● Problem statement: Transcribe all the records exactly and omit any images they hold.

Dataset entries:
========================================
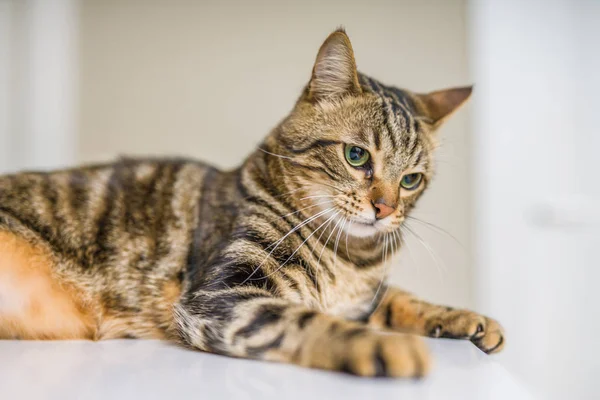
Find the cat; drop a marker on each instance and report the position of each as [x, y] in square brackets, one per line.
[282, 259]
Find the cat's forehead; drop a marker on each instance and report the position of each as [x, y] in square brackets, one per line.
[398, 106]
[401, 129]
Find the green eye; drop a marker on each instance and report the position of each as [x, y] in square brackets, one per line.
[411, 181]
[356, 156]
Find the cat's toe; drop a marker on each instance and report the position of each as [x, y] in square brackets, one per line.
[492, 341]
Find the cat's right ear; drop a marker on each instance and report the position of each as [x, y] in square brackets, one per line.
[334, 74]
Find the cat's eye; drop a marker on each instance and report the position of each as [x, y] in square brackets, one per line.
[411, 181]
[356, 156]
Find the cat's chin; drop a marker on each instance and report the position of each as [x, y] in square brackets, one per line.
[361, 229]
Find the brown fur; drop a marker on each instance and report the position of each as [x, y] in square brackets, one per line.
[35, 303]
[281, 259]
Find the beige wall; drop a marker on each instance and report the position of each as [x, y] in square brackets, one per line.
[209, 79]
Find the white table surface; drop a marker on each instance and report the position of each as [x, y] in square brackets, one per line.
[135, 369]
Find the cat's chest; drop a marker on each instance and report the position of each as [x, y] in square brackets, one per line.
[350, 294]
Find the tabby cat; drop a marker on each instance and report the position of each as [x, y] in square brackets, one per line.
[281, 259]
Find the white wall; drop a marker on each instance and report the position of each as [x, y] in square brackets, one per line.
[38, 78]
[536, 169]
[210, 79]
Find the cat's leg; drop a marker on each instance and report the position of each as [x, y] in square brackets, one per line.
[400, 310]
[251, 323]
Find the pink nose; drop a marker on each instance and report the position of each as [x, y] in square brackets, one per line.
[382, 210]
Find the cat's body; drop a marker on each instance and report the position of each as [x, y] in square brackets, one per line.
[280, 259]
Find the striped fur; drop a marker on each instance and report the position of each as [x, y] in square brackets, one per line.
[281, 259]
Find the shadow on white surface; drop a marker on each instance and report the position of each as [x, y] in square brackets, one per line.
[130, 369]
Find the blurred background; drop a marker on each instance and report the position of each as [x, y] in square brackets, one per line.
[87, 80]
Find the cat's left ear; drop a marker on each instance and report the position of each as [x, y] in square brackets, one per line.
[334, 74]
[439, 105]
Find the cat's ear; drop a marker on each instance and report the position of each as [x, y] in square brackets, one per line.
[334, 74]
[439, 105]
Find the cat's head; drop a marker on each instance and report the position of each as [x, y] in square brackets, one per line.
[356, 147]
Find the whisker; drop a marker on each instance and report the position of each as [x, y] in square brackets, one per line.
[331, 186]
[437, 229]
[337, 240]
[385, 245]
[301, 244]
[347, 231]
[302, 209]
[432, 253]
[278, 242]
[318, 265]
[316, 196]
[327, 241]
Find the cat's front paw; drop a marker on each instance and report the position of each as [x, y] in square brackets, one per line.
[485, 333]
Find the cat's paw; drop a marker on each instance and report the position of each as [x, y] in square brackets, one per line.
[385, 355]
[485, 333]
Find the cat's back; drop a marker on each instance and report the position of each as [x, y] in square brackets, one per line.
[105, 246]
[86, 212]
========================================
● Exercise answer:
Find the cat; drop a marker on each instance and report the position of each as [x, y] in square brackets, one per line.
[282, 259]
Find the cat's forehead; drop a marker on each instance and report the position of each as [x, y] in square brackets, one per line.
[398, 106]
[401, 129]
Find the green eye; drop a marker on each instance and report the position of each as [x, y] in square brackets, one per line.
[411, 181]
[356, 156]
Find the cat's toe; drop a marker on each instance and report the position of each as [x, y] in square brackets, one per line.
[492, 341]
Find the cat's right ear; drop a marker on each instance and report the position of each as [x, y] in square brackets, one per line.
[334, 74]
Find the cat's eye; drop a marker on each instance and report the position of each as [x, y] in square brackets, one per line.
[411, 181]
[356, 156]
Find the cat's chin; drop a marker on each instance and report the position of each as [x, y] in square brackets, one per line.
[361, 229]
Find the brown fur; drop a marker on each instance and report the position of each as [x, y] in square brackets, one per line.
[35, 303]
[281, 259]
Find the beige wall; drop a marker on each instance and report the position of each as [x, y] in square brackets, one per line.
[209, 79]
Find the white table surface; drop a marker on each instance and report the position of each as [x, y] in square brackets, one per line.
[135, 369]
Find the cat's chest; drop a marker on each instance and report the position of each as [x, y] in square brackets, one per line.
[350, 294]
Find the tabby cat; drop a marker on each instance and report the position of each as [x, y] in square brackets, one per line.
[281, 259]
Find the white wall; drop a marker on each instance and report the position of each as [x, y] in square brackets, one per line.
[38, 78]
[536, 169]
[210, 79]
Find the cat's leg; drop a marker on each instance and report the position of each as [x, y] in square brackets, one per line.
[400, 310]
[251, 323]
Find the pink nose; drop a marker on each instance and report the position of each as [x, y] in square brackets, one per line.
[382, 210]
Find the cat's body; drop a marker on each instance and report the position of each as [x, y] in square brackets, one per line.
[280, 259]
Find the striped fur; drop a marker on each instance and report the position of each as [x, y] in square brackets, one per line.
[281, 259]
Find the shadow on white surface; drop a marker on each instance and report the position of each as [x, y] in square brackets, one per line.
[130, 369]
Find the blurred background; drop a marker on each instance and report the position of each as [x, y] in square brackets, one per line.
[87, 80]
Find the cat's left ear; drop a marker on each instance and report the position of each as [x, y] in square brackets, one per line.
[334, 74]
[439, 105]
Find the cat's ear; drop a marker on each instance and report the position of each as [x, y] in square brackets, one per line.
[334, 74]
[439, 105]
Find the cat's head; drop a marker on each instance and report the position of each as [x, y] in square brackets, one per line.
[356, 147]
Find the whisker; drop a marker on each instance and report the position of each as [x, y] in square brackets, one per line.
[331, 186]
[437, 229]
[337, 240]
[385, 245]
[301, 244]
[347, 231]
[302, 209]
[432, 253]
[278, 242]
[318, 265]
[316, 196]
[327, 241]
Find the cat's front paw; drop a marker on each instance and report the position of each as [x, y] in square brackets, one per line.
[485, 333]
Find the cat's paw; drop a marker on each instance and report the position of each as [x, y] in square brackets, one per line.
[385, 355]
[485, 333]
Find the cat's back; drop a marker on each instance and report the position of each as [x, y] in square brackets, one per line.
[105, 246]
[86, 212]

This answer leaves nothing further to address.